#### Task requirements:
Please format the listing below as a Markdown table with two columns, "Row" for the row number and "Line" for the line's text, omitting blank lines.

#### Given data:
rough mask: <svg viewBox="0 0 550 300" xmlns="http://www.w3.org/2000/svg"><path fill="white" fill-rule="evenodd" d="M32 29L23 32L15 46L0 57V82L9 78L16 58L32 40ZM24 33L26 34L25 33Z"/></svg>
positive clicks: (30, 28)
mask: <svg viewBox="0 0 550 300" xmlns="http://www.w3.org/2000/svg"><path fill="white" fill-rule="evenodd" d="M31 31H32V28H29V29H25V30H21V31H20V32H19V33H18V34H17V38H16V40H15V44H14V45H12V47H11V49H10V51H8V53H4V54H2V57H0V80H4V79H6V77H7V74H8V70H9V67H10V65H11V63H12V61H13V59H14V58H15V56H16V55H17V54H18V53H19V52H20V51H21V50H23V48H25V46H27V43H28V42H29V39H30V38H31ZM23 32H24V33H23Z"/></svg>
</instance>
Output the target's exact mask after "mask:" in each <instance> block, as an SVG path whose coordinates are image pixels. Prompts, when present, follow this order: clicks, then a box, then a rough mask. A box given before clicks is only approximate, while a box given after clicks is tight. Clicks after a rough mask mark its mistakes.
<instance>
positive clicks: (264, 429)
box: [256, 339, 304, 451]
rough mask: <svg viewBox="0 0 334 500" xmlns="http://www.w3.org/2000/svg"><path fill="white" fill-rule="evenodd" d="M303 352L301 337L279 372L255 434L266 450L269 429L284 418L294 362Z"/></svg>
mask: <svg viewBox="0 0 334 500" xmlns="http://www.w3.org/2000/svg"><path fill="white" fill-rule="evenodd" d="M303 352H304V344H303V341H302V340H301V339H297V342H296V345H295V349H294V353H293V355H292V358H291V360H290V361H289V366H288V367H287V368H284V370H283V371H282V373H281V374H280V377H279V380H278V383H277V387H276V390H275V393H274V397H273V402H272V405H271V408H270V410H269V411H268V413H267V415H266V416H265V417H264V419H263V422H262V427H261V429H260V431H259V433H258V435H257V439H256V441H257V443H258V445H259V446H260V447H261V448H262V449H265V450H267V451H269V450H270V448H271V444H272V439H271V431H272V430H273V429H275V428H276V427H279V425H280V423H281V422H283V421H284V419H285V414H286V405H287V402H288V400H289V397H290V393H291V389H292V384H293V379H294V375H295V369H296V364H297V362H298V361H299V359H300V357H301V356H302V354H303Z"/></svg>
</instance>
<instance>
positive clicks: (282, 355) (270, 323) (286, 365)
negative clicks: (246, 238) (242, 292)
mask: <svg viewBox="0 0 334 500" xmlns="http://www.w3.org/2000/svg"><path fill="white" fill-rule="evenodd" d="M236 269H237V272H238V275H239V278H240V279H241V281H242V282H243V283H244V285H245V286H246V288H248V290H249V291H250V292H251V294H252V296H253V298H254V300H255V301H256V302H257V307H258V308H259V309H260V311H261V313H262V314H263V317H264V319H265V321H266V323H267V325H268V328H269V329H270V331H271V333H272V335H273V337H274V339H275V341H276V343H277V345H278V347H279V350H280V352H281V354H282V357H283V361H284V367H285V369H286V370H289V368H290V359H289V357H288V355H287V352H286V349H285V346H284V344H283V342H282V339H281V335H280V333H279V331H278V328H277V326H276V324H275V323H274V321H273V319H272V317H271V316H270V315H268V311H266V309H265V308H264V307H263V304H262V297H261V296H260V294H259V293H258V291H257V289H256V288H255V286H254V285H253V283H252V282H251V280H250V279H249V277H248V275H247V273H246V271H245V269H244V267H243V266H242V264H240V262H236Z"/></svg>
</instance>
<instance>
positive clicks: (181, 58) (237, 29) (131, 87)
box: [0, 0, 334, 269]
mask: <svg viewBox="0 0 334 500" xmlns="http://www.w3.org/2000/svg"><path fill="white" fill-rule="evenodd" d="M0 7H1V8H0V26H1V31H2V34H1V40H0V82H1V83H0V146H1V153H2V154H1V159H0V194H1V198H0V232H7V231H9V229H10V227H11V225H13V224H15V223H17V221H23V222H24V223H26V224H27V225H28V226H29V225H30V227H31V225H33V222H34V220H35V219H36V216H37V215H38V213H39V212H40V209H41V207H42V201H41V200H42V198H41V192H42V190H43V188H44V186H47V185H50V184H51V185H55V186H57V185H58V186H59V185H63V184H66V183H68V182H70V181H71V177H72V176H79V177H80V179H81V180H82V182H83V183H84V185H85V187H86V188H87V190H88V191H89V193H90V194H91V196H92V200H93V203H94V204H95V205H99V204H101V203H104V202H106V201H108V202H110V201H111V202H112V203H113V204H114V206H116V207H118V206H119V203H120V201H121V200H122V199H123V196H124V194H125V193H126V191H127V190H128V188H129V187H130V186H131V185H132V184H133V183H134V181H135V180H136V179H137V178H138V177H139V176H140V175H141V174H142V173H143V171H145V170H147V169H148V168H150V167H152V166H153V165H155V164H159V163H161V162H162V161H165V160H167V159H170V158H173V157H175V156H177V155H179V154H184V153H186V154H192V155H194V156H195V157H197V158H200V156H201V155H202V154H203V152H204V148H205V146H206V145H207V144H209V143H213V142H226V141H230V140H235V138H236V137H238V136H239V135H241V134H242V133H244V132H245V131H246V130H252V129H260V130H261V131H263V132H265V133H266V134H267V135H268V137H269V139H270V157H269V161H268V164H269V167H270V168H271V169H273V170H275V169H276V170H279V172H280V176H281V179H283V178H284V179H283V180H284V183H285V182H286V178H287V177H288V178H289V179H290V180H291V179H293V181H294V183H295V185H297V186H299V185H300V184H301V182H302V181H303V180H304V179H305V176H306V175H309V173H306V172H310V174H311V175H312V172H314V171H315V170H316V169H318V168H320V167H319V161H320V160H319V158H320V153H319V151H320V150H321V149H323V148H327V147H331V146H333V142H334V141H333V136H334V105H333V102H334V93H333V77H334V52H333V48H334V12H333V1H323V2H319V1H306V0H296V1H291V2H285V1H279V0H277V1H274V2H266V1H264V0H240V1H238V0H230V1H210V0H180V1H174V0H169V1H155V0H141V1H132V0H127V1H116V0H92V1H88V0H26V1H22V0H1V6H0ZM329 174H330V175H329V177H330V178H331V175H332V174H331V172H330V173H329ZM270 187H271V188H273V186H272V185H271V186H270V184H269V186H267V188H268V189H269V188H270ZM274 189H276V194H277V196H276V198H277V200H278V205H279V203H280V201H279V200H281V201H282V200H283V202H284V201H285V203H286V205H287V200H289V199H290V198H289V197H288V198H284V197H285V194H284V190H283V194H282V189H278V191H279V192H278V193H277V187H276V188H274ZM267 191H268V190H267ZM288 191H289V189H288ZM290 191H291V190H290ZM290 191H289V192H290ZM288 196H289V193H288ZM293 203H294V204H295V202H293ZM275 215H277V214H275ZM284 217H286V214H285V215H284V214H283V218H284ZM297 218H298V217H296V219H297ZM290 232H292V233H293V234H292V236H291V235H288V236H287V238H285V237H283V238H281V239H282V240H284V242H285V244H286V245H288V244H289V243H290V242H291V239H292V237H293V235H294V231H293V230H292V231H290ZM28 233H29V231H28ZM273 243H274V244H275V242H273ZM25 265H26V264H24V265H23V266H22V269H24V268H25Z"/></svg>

#### Task result:
| Row | Line |
|---|---|
| 1 | rough mask: <svg viewBox="0 0 550 300" xmlns="http://www.w3.org/2000/svg"><path fill="white" fill-rule="evenodd" d="M32 29L23 32L15 46L0 57V82L9 78L16 58L32 40ZM24 33L26 34L25 33Z"/></svg> |
| 2 | positive clicks: (30, 28) |
| 3 | mask: <svg viewBox="0 0 550 300" xmlns="http://www.w3.org/2000/svg"><path fill="white" fill-rule="evenodd" d="M31 31H32V28H29V29H25V30H21V31H20V32H19V33H18V34H17V38H16V40H15V44H14V45H12V47H11V49H10V51H8V53H4V54H2V57H0V80H4V79H6V77H7V74H8V70H9V67H10V65H11V63H12V61H13V59H14V58H15V56H16V55H17V54H18V53H19V52H20V51H21V50H23V48H25V46H27V43H28V42H29V39H30V38H31ZM23 32H24V33H23Z"/></svg> |
| 4 | </instance> |
| 5 | Output the target's exact mask after "mask:" in each <instance> block, as an SVG path whose coordinates are image pixels. Prompts, when present, follow this order: clicks, then a box, then a rough mask. A box given before clicks is only approximate, while a box given after clicks is tight. Clicks after a rough mask mark its mistakes. |
| 6 | <instance> |
| 7 | positive clicks: (264, 429) |
| 8 | box: [256, 339, 304, 451] |
| 9 | rough mask: <svg viewBox="0 0 334 500" xmlns="http://www.w3.org/2000/svg"><path fill="white" fill-rule="evenodd" d="M303 352L301 337L279 372L255 434L266 450L269 429L284 418L294 362Z"/></svg> |
| 10 | mask: <svg viewBox="0 0 334 500" xmlns="http://www.w3.org/2000/svg"><path fill="white" fill-rule="evenodd" d="M303 352H304V344H303V341H302V340H301V339H297V342H296V345H295V349H294V353H293V355H292V358H291V360H290V361H289V366H288V367H287V368H284V370H283V371H282V373H281V374H280V377H279V380H278V383H277V387H276V390H275V393H274V397H273V402H272V405H271V408H270V410H269V411H268V413H267V415H266V416H265V417H264V419H263V422H262V427H261V429H260V431H259V433H258V435H257V439H256V441H257V443H258V445H259V446H260V447H261V448H262V449H265V450H267V451H269V450H270V448H271V444H272V439H271V431H272V430H273V429H275V428H276V427H279V425H280V423H281V422H283V421H284V419H285V414H286V405H287V402H288V400H289V397H290V393H291V389H292V384H293V379H294V375H295V369H296V364H297V362H298V361H299V359H300V357H301V356H302V354H303Z"/></svg> |
| 11 | </instance> |
| 12 | <instance> |
| 13 | positive clicks: (282, 355) (270, 323) (286, 365) |
| 14 | negative clicks: (246, 238) (242, 292) |
| 15 | mask: <svg viewBox="0 0 334 500" xmlns="http://www.w3.org/2000/svg"><path fill="white" fill-rule="evenodd" d="M236 269H237V272H238V275H239V278H240V279H241V281H242V282H243V283H244V285H245V286H246V288H248V290H249V291H250V292H251V294H252V296H253V298H254V300H255V301H256V302H257V307H258V308H259V309H260V311H261V313H262V314H263V317H264V319H265V321H266V323H267V325H268V328H269V329H270V331H271V333H272V335H273V337H274V339H275V341H276V343H277V345H278V347H279V350H280V352H281V354H282V357H283V361H284V367H285V369H286V370H289V368H290V359H289V357H288V355H287V352H286V349H285V346H284V344H283V342H282V339H281V335H280V333H279V331H278V328H277V326H276V324H275V323H274V321H273V319H272V317H271V316H270V315H268V311H266V309H265V308H264V307H263V304H262V297H261V296H260V294H259V293H258V291H257V289H256V288H255V286H254V285H253V283H252V282H251V280H250V279H249V277H248V275H247V273H246V271H245V269H244V267H243V266H242V264H240V262H236Z"/></svg> |
| 16 | </instance> |
| 17 | <instance> |
| 18 | positive clicks: (181, 58) (237, 29) (131, 87) |
| 19 | box: [0, 0, 334, 269] |
| 20 | mask: <svg viewBox="0 0 334 500" xmlns="http://www.w3.org/2000/svg"><path fill="white" fill-rule="evenodd" d="M0 7H1V8H0V26H1V31H2V34H1V40H0V82H1V83H0V146H1V153H2V154H1V159H0V194H1V198H0V232H7V231H9V229H10V227H11V225H13V224H15V223H17V221H23V222H24V223H26V224H27V225H28V226H29V225H30V227H31V225H33V222H34V220H35V219H36V216H37V215H38V213H39V212H40V209H41V207H42V201H41V200H42V198H41V192H42V190H43V188H44V186H47V185H50V184H51V185H55V186H57V185H58V186H59V185H63V184H66V183H68V182H70V181H71V177H72V176H79V177H80V179H81V180H82V182H83V183H84V185H85V187H86V188H87V190H88V191H89V193H90V194H91V196H92V200H93V203H94V204H95V205H99V204H101V203H104V202H106V201H108V202H110V201H111V202H112V203H113V204H114V206H116V207H118V206H119V203H120V201H121V200H122V199H123V196H124V194H125V193H126V191H127V190H128V188H129V187H130V186H131V185H132V184H133V183H134V181H135V180H136V179H137V178H138V177H139V176H140V175H141V174H142V173H143V171H145V170H147V169H148V168H150V167H152V166H153V165H155V164H159V163H161V162H162V161H165V160H167V159H170V158H173V157H175V156H177V155H179V154H184V153H186V154H192V155H194V156H195V157H197V158H200V156H201V155H202V154H203V152H204V148H205V146H206V145H207V144H209V143H213V142H226V141H230V140H235V138H236V137H238V136H239V135H241V134H242V133H244V132H245V131H246V130H252V129H260V130H261V131H263V132H265V133H266V134H267V135H268V137H269V139H270V157H269V161H268V164H269V167H270V168H271V169H273V170H275V169H276V170H279V172H280V176H281V179H283V178H284V179H283V180H284V183H285V182H286V178H287V177H288V178H289V179H290V180H291V179H293V181H294V183H295V185H297V186H299V185H300V184H301V182H302V181H303V180H304V179H305V176H306V175H309V173H306V172H310V174H311V175H312V172H314V171H315V170H316V169H318V168H320V167H319V161H320V160H319V158H320V153H319V151H320V150H321V149H323V148H327V147H331V146H333V142H334V141H333V136H334V105H333V102H334V93H333V77H334V52H333V48H334V12H333V1H323V2H319V1H306V0H296V1H291V2H285V1H279V0H277V1H274V2H266V1H264V0H240V1H238V0H230V1H210V0H180V1H174V0H169V1H155V0H141V1H132V0H127V1H116V0H92V1H88V0H26V1H22V0H1V6H0ZM329 174H330V175H329V177H330V178H331V175H332V174H331V172H330V173H329ZM270 187H271V188H273V186H272V185H271V186H270V184H269V186H267V188H268V189H269V188H270ZM274 189H276V194H277V196H276V198H277V200H278V205H279V203H280V201H279V200H281V201H282V200H283V202H284V201H285V203H286V205H287V200H289V199H290V198H289V197H288V198H284V197H285V194H284V190H283V194H282V189H278V191H279V192H278V193H277V187H276V188H274ZM267 191H268V190H267ZM288 191H289V189H288ZM290 191H291V190H290ZM290 191H289V192H290ZM288 196H289V193H288ZM293 203H294V204H295V202H293ZM275 215H277V214H275ZM284 217H286V214H285V215H284V214H283V218H284ZM297 218H298V217H296V219H297ZM290 232H292V233H293V234H292V236H291V235H288V236H287V238H285V237H283V238H281V239H282V240H284V242H285V244H286V245H288V244H289V243H290V242H291V239H292V237H293V235H294V231H293V230H292V231H290ZM28 233H29V231H28ZM273 243H274V244H275V242H273ZM25 265H26V264H24V265H23V266H22V269H24V268H25Z"/></svg> |